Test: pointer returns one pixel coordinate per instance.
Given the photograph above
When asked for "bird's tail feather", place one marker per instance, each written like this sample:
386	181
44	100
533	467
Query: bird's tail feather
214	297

Goal —
Reproduce the records above line for line, requests included, raising each coordinate in the answers by 91 and leaving every other line unchanged.

Written response —
Test: pointer returns one pixel coordinate per instance.
Given the photograph above
When asked for "bird's tail feather", place one marker per instance, each written like this sample:
386	181
44	100
533	467
Query: bird's tail feather
305	388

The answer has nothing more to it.